TASK BRIEF:
Report the tally of lines featuring the word "could" in the entries below, without anything else.

Stored data entries:
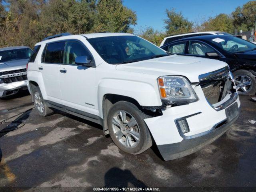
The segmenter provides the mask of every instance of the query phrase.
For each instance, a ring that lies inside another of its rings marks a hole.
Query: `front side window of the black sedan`
[[[205,55],[207,52],[215,52],[215,50],[202,42],[198,42],[198,41],[190,42],[189,54]]]

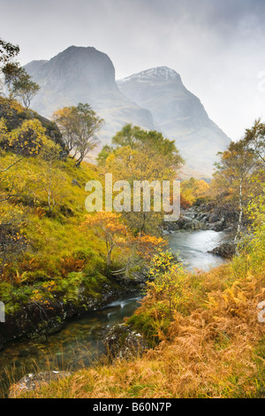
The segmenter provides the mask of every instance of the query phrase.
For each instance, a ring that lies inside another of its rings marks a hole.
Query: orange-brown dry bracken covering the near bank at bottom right
[[[188,316],[176,313],[155,350],[79,371],[27,397],[254,397],[254,348],[265,335],[256,309],[264,300],[264,275],[231,281],[229,270],[223,266],[201,274],[200,306]]]

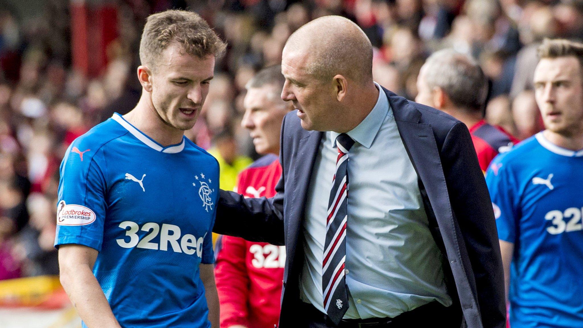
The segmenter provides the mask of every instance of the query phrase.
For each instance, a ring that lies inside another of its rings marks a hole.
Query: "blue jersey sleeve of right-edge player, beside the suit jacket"
[[[518,213],[515,206],[517,183],[507,162],[501,160],[504,155],[497,156],[486,172],[486,184],[490,191],[494,218],[498,229],[498,239],[515,243],[517,240]]]

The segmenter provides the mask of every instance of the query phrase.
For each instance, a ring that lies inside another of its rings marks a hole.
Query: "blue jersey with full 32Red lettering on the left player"
[[[93,273],[121,326],[210,327],[199,264],[214,261],[216,159],[187,138],[163,147],[116,113],[60,170],[55,246],[99,251]]]

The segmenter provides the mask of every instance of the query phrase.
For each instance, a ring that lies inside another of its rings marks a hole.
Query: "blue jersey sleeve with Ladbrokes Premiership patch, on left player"
[[[103,153],[82,144],[73,142],[61,163],[55,247],[78,244],[100,251],[106,215],[106,179],[98,162],[102,166],[105,163]]]

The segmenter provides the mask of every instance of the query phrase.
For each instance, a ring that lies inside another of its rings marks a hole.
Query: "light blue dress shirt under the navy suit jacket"
[[[350,148],[346,233],[347,319],[395,317],[432,301],[445,306],[442,255],[431,236],[417,173],[407,155],[387,95],[347,132]],[[336,132],[325,132],[308,189],[303,224],[305,263],[300,295],[325,313],[322,257],[328,198],[335,173]]]

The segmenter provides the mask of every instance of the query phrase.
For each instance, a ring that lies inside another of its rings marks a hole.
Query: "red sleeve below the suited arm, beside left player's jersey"
[[[217,242],[215,279],[222,328],[248,326],[249,275],[245,266],[247,243],[243,238],[221,236]]]

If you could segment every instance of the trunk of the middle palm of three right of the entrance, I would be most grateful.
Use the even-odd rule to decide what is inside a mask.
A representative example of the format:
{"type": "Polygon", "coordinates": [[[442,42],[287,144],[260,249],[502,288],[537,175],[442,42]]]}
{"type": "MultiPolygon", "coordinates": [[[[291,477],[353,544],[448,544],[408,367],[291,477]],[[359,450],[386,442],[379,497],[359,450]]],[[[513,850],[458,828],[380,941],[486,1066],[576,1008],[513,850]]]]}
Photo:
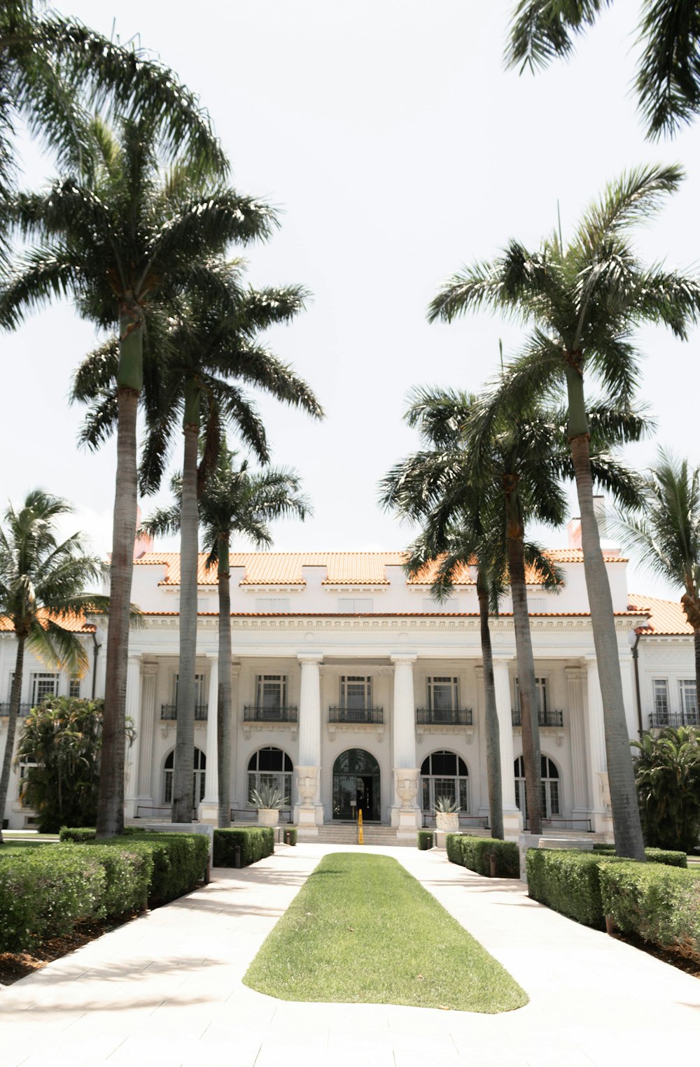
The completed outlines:
{"type": "MultiPolygon", "coordinates": [[[[540,759],[540,727],[535,684],[535,658],[527,608],[525,583],[524,527],[518,496],[518,478],[506,475],[506,521],[508,541],[508,572],[510,594],[513,602],[513,628],[518,658],[518,690],[520,698],[523,764],[525,766],[525,803],[530,833],[542,832],[542,767],[540,759]]],[[[521,798],[522,802],[522,798],[521,798]]]]}

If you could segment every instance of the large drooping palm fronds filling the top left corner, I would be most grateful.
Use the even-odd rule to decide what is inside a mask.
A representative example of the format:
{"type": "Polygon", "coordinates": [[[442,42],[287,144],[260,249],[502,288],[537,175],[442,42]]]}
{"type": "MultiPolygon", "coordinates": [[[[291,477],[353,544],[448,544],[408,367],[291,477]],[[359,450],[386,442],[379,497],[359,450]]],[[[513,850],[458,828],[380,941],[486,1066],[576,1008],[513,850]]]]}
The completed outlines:
{"type": "Polygon", "coordinates": [[[225,171],[206,112],[172,70],[142,49],[115,44],[54,11],[39,14],[37,6],[33,0],[0,5],[0,192],[14,177],[18,120],[44,137],[62,165],[77,156],[89,165],[88,106],[148,115],[169,156],[185,149],[201,164],[225,171]]]}

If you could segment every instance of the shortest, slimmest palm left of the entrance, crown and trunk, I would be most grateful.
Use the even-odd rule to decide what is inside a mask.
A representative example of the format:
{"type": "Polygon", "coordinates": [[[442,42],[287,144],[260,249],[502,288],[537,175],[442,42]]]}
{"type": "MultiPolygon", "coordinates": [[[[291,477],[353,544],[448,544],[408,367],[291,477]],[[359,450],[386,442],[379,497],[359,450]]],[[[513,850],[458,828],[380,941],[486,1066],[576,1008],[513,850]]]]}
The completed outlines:
{"type": "MultiPolygon", "coordinates": [[[[230,539],[241,534],[256,548],[272,544],[269,523],[274,519],[296,515],[302,521],[308,504],[301,495],[298,475],[293,471],[267,467],[251,473],[248,462],[236,466],[236,453],[222,441],[216,467],[207,477],[198,499],[200,524],[208,551],[207,567],[217,564],[219,587],[219,699],[217,735],[219,752],[219,826],[230,826],[232,774],[232,687],[230,687],[230,574],[228,553],[230,539]]],[[[184,479],[176,477],[171,487],[176,503],[156,511],[143,528],[155,536],[173,534],[181,525],[184,479]]],[[[179,708],[178,708],[179,721],[179,708]]],[[[190,779],[191,780],[191,779],[190,779]]]]}

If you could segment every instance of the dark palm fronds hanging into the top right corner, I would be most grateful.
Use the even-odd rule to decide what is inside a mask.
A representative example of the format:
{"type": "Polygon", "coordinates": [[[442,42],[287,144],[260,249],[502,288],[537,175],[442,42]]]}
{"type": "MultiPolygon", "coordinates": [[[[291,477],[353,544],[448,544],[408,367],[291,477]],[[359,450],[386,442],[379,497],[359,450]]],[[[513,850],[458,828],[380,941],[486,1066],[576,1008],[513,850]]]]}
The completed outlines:
{"type": "MultiPolygon", "coordinates": [[[[574,50],[574,38],[612,0],[520,0],[506,53],[508,66],[535,71],[574,50]]],[[[638,39],[643,44],[635,89],[649,137],[673,133],[700,111],[700,14],[695,0],[643,0],[638,39]]]]}

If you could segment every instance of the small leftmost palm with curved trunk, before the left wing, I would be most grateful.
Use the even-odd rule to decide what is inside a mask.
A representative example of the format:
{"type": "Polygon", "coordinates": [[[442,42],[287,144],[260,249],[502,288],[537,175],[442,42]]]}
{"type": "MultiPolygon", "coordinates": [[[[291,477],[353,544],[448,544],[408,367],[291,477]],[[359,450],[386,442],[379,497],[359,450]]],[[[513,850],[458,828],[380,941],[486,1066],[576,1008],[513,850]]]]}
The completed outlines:
{"type": "Polygon", "coordinates": [[[10,620],[17,638],[0,771],[0,812],[7,799],[26,649],[47,666],[82,674],[88,654],[76,622],[88,612],[109,607],[108,598],[83,591],[101,576],[102,563],[86,555],[81,535],[57,540],[57,521],[71,511],[66,500],[35,489],[19,511],[7,507],[0,527],[0,615],[10,620]]]}

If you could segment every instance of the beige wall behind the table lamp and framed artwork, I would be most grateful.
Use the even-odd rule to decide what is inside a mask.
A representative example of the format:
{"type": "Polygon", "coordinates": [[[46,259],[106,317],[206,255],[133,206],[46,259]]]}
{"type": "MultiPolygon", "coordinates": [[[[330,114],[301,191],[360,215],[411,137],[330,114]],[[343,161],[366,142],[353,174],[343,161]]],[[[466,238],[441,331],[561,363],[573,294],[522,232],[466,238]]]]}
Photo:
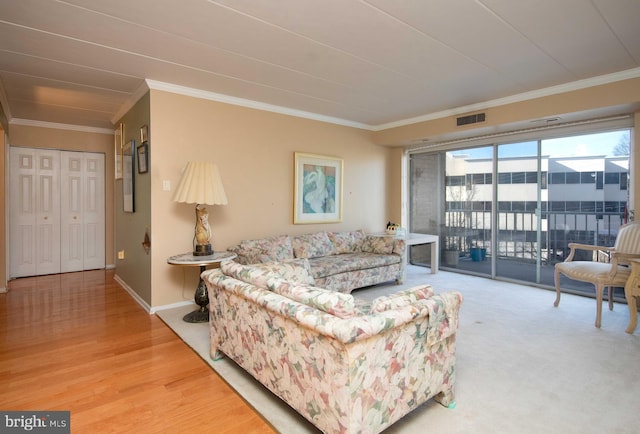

REPLY:
6